Requirement:
Reproduce the material, starting with the line containing "Category: petri dish" and going on through the line containing "(1027, 449)", with every keypoint coordinate multiplied by 2.6 and rounded to the nearest whole number, halves rounded up. Leave all other text unchanged, and omit the pictures from your output.

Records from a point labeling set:
--------------------------------------------------
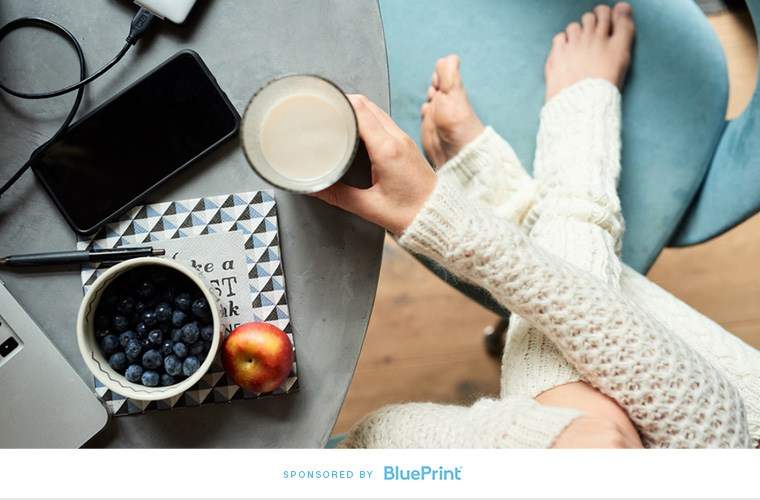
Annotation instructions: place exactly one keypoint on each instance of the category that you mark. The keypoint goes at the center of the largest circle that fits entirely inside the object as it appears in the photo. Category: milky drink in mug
(299, 133)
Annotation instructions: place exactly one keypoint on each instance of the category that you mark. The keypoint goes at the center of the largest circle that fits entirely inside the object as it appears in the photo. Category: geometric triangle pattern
(254, 214)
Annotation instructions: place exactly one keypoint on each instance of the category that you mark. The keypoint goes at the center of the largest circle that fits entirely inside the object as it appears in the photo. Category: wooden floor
(425, 340)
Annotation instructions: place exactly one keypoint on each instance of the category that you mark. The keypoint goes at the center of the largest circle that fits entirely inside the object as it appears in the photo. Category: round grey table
(331, 259)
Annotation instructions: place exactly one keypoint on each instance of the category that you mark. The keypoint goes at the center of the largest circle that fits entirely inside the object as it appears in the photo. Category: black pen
(80, 256)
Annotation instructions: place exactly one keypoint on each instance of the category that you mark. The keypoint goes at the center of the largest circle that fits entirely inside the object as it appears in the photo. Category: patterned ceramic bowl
(97, 362)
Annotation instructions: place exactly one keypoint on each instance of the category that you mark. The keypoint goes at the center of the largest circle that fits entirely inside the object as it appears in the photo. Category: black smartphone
(109, 160)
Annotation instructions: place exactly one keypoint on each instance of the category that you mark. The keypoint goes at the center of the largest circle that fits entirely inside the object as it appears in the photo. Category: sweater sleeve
(487, 169)
(576, 217)
(505, 423)
(673, 396)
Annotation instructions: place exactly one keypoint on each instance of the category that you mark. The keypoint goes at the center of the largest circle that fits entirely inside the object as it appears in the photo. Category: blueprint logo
(423, 473)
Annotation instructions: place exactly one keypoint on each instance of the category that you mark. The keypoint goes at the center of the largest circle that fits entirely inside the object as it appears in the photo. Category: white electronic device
(175, 11)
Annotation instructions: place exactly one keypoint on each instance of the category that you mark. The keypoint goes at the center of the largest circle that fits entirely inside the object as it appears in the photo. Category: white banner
(380, 473)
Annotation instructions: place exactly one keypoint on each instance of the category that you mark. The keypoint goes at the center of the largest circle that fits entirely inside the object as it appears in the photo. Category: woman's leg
(578, 215)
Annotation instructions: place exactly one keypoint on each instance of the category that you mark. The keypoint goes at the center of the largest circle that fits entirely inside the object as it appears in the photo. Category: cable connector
(140, 24)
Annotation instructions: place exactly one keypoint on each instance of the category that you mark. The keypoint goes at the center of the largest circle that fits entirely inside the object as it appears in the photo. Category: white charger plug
(175, 11)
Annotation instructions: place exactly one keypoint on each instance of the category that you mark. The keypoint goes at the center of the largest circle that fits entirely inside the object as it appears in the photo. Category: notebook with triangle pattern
(254, 215)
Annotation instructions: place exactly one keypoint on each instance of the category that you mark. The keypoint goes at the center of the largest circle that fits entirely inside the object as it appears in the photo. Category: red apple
(258, 356)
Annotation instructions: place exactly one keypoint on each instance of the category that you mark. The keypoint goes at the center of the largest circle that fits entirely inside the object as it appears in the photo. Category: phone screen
(112, 157)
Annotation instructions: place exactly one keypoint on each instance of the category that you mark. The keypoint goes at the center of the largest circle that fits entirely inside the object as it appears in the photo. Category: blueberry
(196, 348)
(102, 321)
(110, 300)
(177, 335)
(200, 309)
(146, 289)
(134, 373)
(183, 302)
(167, 347)
(172, 365)
(152, 359)
(180, 349)
(150, 378)
(207, 332)
(190, 366)
(190, 333)
(118, 362)
(163, 312)
(178, 318)
(156, 337)
(125, 305)
(125, 337)
(133, 350)
(109, 344)
(149, 318)
(166, 295)
(142, 330)
(160, 276)
(102, 333)
(120, 323)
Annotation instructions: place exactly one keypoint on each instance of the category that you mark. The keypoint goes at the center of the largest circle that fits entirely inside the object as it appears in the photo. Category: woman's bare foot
(448, 121)
(597, 47)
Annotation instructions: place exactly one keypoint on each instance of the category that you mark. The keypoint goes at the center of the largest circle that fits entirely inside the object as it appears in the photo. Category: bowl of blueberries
(149, 328)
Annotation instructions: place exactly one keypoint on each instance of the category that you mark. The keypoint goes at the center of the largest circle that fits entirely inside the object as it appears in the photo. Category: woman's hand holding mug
(402, 179)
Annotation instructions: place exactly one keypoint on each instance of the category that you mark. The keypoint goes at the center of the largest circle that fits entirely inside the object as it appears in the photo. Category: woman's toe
(573, 31)
(622, 24)
(603, 19)
(588, 23)
(447, 69)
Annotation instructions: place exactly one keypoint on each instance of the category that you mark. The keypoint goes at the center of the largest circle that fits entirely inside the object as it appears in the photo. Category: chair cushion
(673, 105)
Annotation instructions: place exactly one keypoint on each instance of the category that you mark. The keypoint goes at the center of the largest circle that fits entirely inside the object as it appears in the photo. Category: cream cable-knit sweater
(672, 394)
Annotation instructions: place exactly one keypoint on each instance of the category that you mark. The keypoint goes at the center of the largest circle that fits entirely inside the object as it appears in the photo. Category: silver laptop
(43, 401)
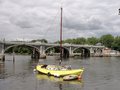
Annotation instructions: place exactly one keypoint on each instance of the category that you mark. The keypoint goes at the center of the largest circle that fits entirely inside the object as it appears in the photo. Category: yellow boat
(58, 80)
(58, 71)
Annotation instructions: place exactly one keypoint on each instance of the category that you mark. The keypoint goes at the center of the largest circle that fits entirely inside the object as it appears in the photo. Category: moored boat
(58, 71)
(70, 77)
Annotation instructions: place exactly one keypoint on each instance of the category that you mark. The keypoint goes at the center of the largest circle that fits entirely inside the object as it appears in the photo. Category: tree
(107, 40)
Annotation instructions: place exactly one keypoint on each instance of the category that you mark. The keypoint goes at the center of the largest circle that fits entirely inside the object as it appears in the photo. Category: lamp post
(119, 11)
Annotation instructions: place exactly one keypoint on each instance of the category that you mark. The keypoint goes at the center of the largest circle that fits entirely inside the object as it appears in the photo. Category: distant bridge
(40, 49)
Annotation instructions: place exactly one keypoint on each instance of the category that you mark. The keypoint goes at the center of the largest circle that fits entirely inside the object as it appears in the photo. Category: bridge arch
(56, 49)
(35, 50)
(84, 52)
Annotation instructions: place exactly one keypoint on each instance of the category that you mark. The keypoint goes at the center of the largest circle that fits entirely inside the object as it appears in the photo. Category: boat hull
(58, 73)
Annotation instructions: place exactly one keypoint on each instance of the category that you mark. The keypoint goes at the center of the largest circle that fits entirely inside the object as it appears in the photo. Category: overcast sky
(37, 19)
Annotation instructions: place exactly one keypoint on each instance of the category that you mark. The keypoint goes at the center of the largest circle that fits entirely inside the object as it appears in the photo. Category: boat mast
(61, 38)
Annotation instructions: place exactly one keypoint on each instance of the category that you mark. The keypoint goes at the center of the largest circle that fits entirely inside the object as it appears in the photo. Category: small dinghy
(70, 77)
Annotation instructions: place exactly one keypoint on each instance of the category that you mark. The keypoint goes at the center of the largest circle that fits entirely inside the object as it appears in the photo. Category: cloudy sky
(37, 19)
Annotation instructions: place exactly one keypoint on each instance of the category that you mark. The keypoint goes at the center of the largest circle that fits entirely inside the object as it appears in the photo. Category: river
(101, 73)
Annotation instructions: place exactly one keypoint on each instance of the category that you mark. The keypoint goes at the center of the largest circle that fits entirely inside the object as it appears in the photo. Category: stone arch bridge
(40, 49)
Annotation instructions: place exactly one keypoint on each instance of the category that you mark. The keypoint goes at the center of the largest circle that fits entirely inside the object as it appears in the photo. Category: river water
(101, 73)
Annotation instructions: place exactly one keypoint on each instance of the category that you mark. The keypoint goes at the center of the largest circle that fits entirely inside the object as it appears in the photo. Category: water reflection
(100, 74)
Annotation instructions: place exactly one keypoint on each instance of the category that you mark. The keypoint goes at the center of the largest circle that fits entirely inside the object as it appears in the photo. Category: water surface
(101, 73)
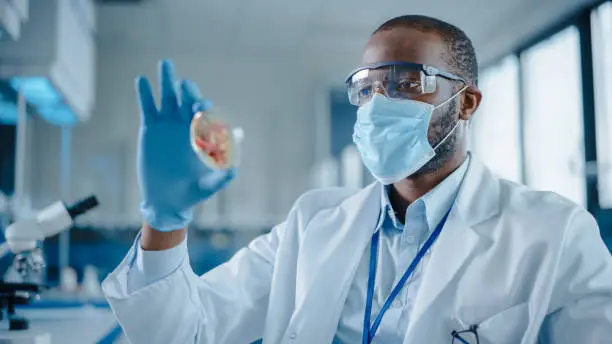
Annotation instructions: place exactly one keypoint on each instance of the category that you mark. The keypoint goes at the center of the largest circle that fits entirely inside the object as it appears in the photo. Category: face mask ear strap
(451, 98)
(456, 124)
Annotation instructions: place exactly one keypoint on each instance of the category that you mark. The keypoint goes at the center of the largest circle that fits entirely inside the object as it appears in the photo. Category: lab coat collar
(333, 244)
(335, 240)
(477, 201)
(436, 202)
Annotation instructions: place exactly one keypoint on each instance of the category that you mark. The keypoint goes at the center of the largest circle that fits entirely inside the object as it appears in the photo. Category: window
(496, 126)
(602, 56)
(553, 127)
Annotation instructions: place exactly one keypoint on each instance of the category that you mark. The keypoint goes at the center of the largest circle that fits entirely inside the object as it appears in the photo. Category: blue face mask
(391, 136)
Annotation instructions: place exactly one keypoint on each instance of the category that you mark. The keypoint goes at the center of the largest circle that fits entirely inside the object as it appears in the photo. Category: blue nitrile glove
(172, 179)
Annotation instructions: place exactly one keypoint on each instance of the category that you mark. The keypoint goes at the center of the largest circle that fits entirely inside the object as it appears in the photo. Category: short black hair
(461, 52)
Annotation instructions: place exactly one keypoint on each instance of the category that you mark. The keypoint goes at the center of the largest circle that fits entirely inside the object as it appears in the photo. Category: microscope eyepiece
(82, 206)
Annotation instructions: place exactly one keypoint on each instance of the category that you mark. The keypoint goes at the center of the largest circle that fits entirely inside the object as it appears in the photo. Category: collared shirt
(399, 245)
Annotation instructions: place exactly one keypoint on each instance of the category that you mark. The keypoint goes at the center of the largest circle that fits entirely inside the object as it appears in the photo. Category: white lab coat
(523, 265)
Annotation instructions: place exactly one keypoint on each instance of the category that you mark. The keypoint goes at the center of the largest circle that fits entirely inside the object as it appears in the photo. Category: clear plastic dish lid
(215, 142)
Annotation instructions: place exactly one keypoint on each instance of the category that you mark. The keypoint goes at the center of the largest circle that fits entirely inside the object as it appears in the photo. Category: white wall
(277, 96)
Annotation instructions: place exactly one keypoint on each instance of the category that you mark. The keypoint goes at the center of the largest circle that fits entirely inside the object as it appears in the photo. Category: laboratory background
(276, 68)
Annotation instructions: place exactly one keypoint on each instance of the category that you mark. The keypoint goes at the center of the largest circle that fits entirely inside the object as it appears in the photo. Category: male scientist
(438, 250)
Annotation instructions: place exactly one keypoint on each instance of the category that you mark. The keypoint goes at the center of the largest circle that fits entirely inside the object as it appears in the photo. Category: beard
(442, 127)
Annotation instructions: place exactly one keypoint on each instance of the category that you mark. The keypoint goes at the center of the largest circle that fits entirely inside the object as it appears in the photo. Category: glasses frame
(427, 69)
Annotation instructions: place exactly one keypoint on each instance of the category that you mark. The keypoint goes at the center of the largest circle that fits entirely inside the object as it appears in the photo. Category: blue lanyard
(369, 332)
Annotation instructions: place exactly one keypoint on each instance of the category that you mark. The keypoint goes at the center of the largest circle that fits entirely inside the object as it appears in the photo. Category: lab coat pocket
(506, 327)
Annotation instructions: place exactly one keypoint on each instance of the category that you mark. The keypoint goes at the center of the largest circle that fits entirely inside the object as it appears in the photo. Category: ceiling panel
(315, 27)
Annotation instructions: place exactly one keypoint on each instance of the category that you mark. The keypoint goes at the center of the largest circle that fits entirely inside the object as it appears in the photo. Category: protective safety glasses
(400, 80)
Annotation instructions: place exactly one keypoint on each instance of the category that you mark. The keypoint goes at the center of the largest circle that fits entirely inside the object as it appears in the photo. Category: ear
(470, 101)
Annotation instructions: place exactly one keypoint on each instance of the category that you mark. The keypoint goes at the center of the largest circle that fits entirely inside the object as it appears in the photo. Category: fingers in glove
(169, 100)
(146, 101)
(190, 93)
(202, 105)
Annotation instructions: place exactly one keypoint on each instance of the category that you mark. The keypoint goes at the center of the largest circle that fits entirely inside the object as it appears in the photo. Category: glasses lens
(393, 81)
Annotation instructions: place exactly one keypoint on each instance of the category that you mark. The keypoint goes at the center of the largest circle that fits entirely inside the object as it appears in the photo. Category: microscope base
(24, 337)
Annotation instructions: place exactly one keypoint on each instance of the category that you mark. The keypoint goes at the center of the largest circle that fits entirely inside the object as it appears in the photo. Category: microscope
(22, 238)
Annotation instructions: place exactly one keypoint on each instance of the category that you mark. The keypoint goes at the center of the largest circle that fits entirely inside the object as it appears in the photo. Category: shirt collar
(434, 203)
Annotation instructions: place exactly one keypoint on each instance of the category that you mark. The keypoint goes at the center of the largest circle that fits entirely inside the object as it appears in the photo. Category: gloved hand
(171, 177)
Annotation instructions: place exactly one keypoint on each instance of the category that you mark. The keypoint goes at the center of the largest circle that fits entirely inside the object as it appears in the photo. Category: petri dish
(214, 141)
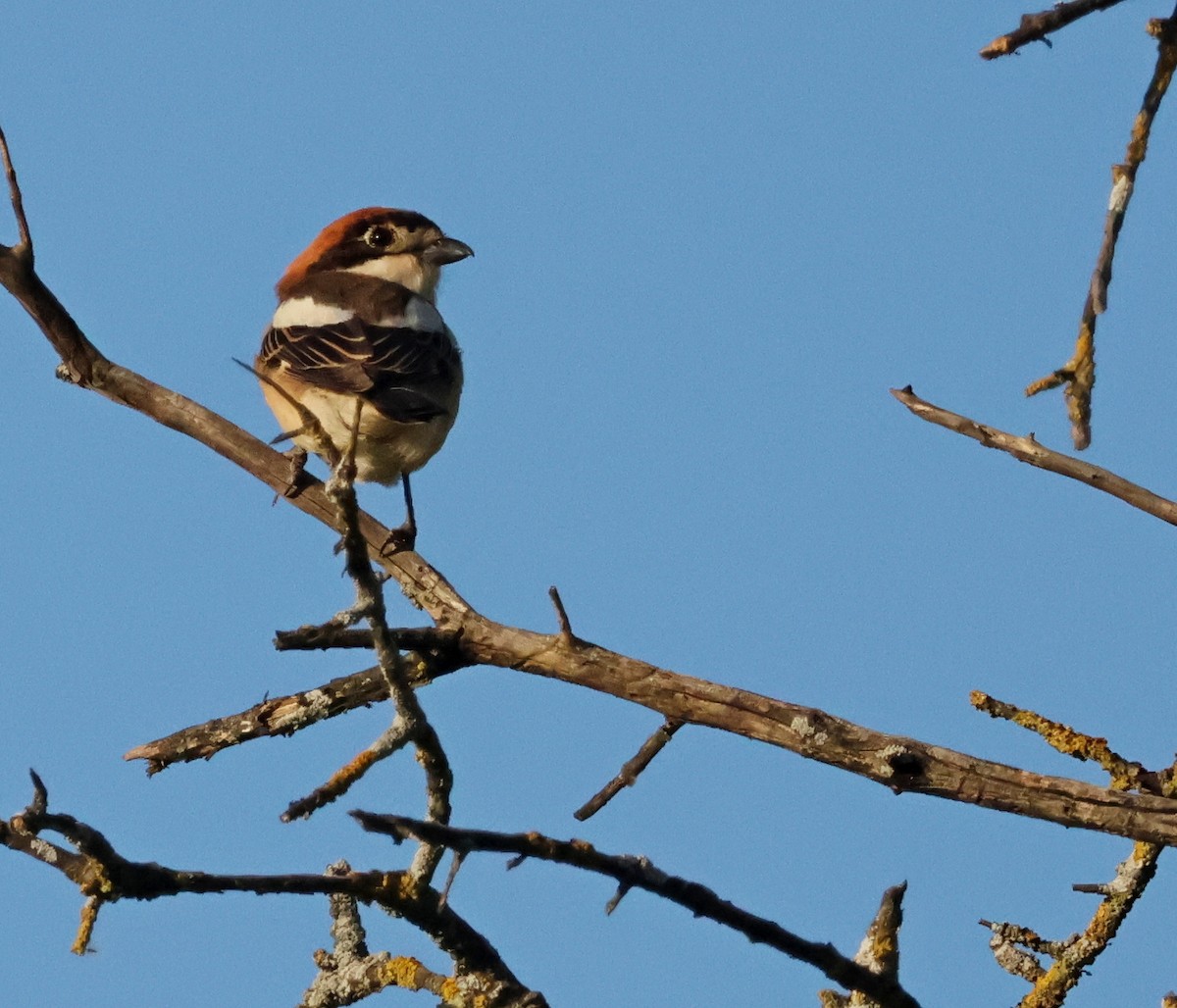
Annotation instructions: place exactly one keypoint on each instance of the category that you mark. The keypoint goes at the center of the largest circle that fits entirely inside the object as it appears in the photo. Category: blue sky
(709, 239)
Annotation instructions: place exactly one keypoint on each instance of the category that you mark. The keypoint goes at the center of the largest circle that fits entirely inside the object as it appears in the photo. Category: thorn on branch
(629, 773)
(24, 247)
(622, 890)
(562, 615)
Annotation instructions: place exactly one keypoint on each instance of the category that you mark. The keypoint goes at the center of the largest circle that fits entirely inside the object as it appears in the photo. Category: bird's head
(391, 243)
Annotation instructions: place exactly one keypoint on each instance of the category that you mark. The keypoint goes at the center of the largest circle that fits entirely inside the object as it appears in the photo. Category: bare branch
(410, 723)
(639, 873)
(98, 868)
(880, 950)
(281, 715)
(1125, 774)
(1035, 27)
(1080, 372)
(1028, 449)
(24, 247)
(562, 615)
(629, 773)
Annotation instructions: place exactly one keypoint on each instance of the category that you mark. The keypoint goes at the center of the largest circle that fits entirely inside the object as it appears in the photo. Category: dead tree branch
(105, 877)
(1036, 27)
(1080, 372)
(637, 873)
(1027, 449)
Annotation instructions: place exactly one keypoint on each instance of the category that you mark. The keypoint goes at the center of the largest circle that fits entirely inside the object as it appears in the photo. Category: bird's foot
(401, 538)
(294, 481)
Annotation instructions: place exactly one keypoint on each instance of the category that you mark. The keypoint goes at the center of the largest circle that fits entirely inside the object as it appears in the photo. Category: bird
(357, 328)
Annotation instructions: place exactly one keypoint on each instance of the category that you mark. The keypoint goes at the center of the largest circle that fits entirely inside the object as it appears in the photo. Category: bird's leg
(298, 466)
(405, 536)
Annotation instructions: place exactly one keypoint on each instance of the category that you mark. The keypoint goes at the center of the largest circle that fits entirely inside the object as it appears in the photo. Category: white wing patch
(309, 312)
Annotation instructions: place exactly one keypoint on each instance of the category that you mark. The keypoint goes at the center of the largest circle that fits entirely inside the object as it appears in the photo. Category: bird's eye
(380, 236)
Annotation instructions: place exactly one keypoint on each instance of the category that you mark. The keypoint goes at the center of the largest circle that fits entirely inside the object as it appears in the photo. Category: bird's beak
(445, 251)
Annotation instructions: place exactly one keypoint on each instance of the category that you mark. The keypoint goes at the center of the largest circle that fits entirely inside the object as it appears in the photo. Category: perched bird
(356, 322)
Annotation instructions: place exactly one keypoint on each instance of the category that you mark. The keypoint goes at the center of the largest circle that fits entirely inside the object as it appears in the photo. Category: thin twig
(629, 773)
(1125, 774)
(1080, 372)
(24, 247)
(95, 866)
(282, 715)
(880, 950)
(562, 615)
(1028, 449)
(410, 723)
(1035, 27)
(640, 873)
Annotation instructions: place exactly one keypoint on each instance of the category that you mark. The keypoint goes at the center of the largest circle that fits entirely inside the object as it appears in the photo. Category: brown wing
(393, 352)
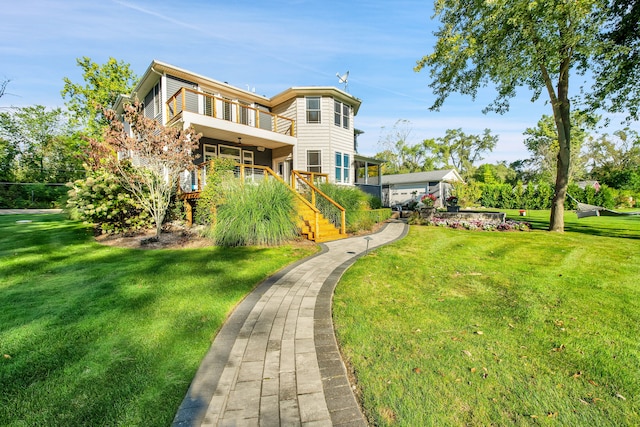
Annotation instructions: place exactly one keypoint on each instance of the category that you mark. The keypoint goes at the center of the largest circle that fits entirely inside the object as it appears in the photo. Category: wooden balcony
(321, 219)
(220, 118)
--------------------------------------------------
Solution for this task:
Annotation instructions: place exactly one keypoint on each instance of the category that you mark. The keypoint goes at the center of the largest circle that fits entirely inside the object as it appears in the photo. Category: petri dish
(556, 367)
Annotation instructions: place exactly one keypoint on each instance of the category that you mark. The keypoint goes at the center of the largest circle that fits entirely inside the object as it appears in the photo. Category: blue sky
(1843, 621)
Annotation instructions: place exactly one keypoint on each instance of the category that you mark. The keypoint goes at the center of the largest circle that fits entirely inside the object as it appears in the photo. Category: thorn on branch
(1635, 2010)
(62, 642)
(1617, 2314)
(1461, 1599)
Annotation instructions: place exactly one keypoint on each instance of the category that you mark. The keypoint goes at the center of the largest circle that fits entirely inside the object as it appears in the photo. Category: bird's head
(1017, 632)
Annotation instructions: place exactly one keypoint on each instance of the category that you mark. The keypoint goes at the center of the largest circle that fits entirely inside the object as it appears in the photo. Category: bare branch
(1066, 1880)
(1661, 2270)
(255, 2257)
(2288, 2470)
(731, 1859)
(2925, 2012)
(2691, 70)
(2808, 967)
(2673, 1167)
(62, 642)
(1461, 1599)
(1635, 2010)
Annotation instructions: place exactly one keypoint on each instance of the category that you mark. The keypoint goes at the center of the largest circle that fits entirely inside the object as it appears in the photo. Category: dead tree branch
(273, 2280)
(2694, 70)
(2808, 967)
(1656, 2270)
(2670, 1167)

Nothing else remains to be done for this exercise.